[Extrait choisi]:
----
PAKISTAN, LES DERNIERS DES MOHANAS
À bord de leur habitation flottante, ils élèvent pélicans et oiseaux migrateurs dont ils se servent pour pêcher
Reportage
Selon la légende, les Mohanas seraient les descendants de Noé, dont les ancêtres auraient embarqué sur l’Arche biblique. Ceux qui se surnomment entre eux « le peupleoiseau » ne sont plus qu’une poignée à vivre dans le dernier village flottant du lac Manchar, au sud du Pakistan,
perpétuant des traditions vieilles de cinq mille ans.
Il flotte encore dans l’air frais du matin d’infimes particules de sable apportées par le vent brûlant venu du désert du Baloutchistan. Entre brume et soleil naissant, la lumière enveloppe d’un halo ce que l’on prend d’abord pour une île sur le lac Manchar, immense étendue d’eau à perte de vue, la plus vaste du Pakistan et de cette région du monde. Selon le flot des précipitations à l’époque de la mousson, le Manchar varie de 250 à 500 km². Créé à la suite de la construction du barrage de Sukkur au début des années 1930, dans la région du Sind, il est alimenté par le fleuve Indus et d’infinis ruisseaux qui naissent dans les monts Kirthar. Le lac Manchar a des allures de mer intérieure dont il est impossible, d’une rive à l’autre, de discerner la terre qui l’entoure. Le paysage est saisissant de beauté paisible, tout en dégradés de gris et de beige lumineux qui rappellent le plumage des hérons cendrés qui fendent un ciel sans nuages. Sur le côté droit de la route, langue de sable blanc construite récemment en surplomb de l’eau et des champs de cultures céréalières, des silhouettes en contre-jour, dont on devine que ce sont celles d’enfants, se font de plus en plus précises, portant d’imposants ballots de branchages en équilibre sur leurs têtes. Sur la rive, des groupes de femmes vêtues d’étoffes chatoyantes lavent du linge. Elles ne sont pas voilées, portent les cheveux longs, lâchés ou tressés en de longues nattes. L’image surprend dans cette région traditionaliste sunnite où l’on ne croise pas de femmes dans les ruelles des villages de la rive. Ou rarement, et toujours couvertes de la tête aux pieds.
----
[Lignes de données]:
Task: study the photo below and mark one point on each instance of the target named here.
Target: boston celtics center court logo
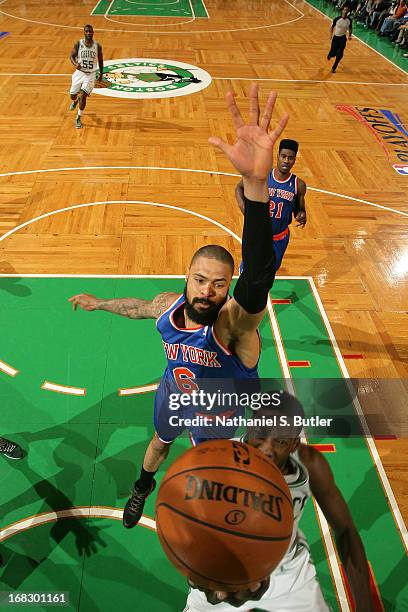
----
[Consigne]: Réécrivez le passage du reportage sur les Mohanas qui va de « PAKISTAN, LES DERNIERS » jusqu'à « cinq mille ans. », en y remplaçant « cinq mille ans » par « quatre mille ans ».

[Travail terminé]:
PAKISTAN, LES DERNIERS DES MOHANAS
À bord de leur habitation flottante, ils élèvent pélicans et oiseaux migrateurs dont ils se servent pour pêcher
Reportage
Selon la légende, les Mohanas seraient les descendants de Noé, dont les ancêtres auraient embarqué sur l’Arche biblique. Ceux qui se surnomment entre eux « le peupleoiseau » ne sont plus qu’une poignée à vivre dans le dernier village flottant du lac Manchar, au sud du Pakistan,
perpétuant des traditions vieilles de quatre mille ans.